Input for this task.
################

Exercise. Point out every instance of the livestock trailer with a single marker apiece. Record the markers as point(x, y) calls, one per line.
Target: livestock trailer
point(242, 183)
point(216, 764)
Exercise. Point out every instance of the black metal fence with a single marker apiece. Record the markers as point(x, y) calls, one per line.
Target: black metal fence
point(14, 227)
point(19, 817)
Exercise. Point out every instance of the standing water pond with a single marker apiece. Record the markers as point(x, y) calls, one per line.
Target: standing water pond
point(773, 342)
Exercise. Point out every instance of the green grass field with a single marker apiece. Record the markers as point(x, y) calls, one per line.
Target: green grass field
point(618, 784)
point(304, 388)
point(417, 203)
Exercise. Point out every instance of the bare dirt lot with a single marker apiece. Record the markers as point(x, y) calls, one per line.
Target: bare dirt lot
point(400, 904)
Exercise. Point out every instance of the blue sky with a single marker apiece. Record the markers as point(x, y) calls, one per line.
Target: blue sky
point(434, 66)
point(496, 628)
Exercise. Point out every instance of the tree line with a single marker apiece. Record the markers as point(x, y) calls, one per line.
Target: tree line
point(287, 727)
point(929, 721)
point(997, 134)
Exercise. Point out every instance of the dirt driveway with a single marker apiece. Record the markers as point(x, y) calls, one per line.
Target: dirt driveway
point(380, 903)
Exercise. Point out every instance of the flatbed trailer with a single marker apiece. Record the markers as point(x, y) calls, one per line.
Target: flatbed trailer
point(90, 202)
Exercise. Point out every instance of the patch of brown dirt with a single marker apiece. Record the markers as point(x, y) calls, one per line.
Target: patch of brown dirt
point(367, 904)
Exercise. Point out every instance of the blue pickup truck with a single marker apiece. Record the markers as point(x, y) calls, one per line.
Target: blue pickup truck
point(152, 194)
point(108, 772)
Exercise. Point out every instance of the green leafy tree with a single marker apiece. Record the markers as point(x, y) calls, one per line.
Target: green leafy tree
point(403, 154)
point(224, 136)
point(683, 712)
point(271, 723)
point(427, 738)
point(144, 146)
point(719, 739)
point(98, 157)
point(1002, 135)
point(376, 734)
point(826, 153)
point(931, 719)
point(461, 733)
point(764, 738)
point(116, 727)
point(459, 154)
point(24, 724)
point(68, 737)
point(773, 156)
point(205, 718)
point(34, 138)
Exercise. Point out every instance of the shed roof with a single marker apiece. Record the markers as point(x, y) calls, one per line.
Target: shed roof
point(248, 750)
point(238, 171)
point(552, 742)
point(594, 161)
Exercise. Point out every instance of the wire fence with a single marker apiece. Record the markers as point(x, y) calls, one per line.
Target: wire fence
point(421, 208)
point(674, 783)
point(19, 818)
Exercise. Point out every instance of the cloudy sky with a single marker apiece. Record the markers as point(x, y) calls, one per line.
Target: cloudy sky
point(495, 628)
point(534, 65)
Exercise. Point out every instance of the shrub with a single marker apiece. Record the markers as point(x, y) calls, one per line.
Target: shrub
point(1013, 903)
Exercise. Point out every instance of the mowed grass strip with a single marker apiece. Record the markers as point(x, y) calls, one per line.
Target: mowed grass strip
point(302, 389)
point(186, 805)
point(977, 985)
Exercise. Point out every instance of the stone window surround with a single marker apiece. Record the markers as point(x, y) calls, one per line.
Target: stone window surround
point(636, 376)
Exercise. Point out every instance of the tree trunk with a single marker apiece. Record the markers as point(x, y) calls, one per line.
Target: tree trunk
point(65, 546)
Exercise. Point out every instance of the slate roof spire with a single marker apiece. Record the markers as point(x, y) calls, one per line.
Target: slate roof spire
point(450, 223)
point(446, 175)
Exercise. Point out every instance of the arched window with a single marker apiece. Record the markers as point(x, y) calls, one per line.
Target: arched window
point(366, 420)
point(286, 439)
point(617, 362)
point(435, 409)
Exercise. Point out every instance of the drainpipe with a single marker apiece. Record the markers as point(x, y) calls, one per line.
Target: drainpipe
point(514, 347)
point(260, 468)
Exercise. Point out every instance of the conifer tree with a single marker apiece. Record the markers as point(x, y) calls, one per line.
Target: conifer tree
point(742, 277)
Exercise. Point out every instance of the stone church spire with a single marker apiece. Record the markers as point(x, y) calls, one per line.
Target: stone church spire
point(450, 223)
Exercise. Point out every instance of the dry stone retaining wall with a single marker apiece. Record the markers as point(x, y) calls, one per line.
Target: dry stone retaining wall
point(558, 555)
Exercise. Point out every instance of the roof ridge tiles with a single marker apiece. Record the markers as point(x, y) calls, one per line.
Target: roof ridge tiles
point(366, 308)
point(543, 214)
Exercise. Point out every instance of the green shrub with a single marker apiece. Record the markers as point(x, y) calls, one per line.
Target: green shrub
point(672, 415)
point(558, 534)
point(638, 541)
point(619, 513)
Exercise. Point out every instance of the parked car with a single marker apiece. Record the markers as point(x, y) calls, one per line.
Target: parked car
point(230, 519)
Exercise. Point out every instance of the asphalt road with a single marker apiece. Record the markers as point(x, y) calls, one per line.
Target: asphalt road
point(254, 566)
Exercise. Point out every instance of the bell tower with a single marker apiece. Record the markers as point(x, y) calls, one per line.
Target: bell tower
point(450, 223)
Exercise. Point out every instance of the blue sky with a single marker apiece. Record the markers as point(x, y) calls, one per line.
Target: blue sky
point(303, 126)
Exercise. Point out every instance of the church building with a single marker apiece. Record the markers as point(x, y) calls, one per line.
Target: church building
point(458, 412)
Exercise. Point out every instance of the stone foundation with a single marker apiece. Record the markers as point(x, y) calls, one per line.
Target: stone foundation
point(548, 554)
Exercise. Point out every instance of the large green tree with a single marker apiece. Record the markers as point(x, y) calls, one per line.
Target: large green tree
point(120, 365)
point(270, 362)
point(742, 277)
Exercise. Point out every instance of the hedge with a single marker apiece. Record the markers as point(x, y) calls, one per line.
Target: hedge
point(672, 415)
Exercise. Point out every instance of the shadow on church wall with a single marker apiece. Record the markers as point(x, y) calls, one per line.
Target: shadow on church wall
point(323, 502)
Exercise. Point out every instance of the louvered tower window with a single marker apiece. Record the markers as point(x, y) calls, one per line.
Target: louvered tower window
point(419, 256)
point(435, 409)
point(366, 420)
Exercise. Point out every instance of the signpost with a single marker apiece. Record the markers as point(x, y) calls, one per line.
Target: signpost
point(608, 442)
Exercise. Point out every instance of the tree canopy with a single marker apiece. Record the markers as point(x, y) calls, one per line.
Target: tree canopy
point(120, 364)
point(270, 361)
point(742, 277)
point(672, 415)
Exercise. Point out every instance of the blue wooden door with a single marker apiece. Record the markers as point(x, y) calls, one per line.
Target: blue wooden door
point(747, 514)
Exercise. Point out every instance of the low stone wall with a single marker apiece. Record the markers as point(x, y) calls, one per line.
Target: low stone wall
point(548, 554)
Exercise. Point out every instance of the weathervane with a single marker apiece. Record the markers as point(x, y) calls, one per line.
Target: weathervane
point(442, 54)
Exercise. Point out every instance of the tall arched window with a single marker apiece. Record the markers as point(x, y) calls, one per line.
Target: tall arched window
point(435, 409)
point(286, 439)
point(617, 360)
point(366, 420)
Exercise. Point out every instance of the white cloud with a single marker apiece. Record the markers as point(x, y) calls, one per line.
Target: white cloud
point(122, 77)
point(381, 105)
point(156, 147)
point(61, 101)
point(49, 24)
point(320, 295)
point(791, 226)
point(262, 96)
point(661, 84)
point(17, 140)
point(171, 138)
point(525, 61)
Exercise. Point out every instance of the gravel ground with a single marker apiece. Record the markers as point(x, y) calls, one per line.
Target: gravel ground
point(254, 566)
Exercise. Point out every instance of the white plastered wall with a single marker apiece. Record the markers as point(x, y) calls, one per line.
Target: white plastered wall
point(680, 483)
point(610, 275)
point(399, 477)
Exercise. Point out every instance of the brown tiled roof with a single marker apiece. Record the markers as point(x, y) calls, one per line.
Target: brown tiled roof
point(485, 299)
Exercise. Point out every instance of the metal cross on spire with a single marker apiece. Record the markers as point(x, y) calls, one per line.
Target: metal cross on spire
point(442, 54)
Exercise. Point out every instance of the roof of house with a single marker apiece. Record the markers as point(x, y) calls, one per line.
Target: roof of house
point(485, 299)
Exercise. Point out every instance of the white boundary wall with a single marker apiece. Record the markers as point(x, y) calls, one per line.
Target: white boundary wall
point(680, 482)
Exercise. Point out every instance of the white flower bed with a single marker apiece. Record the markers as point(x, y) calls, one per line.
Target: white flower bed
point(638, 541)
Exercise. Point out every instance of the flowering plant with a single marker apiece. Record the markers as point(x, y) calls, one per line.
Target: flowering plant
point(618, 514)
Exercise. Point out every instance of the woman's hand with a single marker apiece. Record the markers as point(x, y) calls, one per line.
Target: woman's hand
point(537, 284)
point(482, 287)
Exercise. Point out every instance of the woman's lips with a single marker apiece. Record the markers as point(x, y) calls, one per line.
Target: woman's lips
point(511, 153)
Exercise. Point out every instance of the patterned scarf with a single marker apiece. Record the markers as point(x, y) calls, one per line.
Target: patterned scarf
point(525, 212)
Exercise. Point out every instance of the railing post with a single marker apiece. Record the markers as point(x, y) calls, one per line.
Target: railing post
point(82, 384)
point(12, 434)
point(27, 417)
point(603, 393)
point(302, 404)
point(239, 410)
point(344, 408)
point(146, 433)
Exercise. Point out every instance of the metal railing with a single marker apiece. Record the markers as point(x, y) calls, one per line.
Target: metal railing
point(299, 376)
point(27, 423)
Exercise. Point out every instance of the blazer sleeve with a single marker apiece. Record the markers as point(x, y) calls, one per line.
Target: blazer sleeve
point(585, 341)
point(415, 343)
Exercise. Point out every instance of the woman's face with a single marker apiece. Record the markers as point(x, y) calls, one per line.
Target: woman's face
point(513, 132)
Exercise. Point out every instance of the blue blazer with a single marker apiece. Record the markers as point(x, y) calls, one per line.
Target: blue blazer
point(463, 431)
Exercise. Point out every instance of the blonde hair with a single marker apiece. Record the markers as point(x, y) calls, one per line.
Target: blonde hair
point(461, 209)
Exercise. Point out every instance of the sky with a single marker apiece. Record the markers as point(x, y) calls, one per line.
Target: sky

################

Problem to work on.
Copy the data from the line with "Exercise. Point out every instance of the white plastered" up to and including the line with "point(399, 477)", changing "plastered" to "painted" and leaving everything else untouched.

Written answer.
Exercise. Point out every instance of the white painted wall with a single marker apiece. Record the markers as point(x, y) calls, one per line.
Target: white painted wall
point(680, 483)
point(610, 275)
point(399, 477)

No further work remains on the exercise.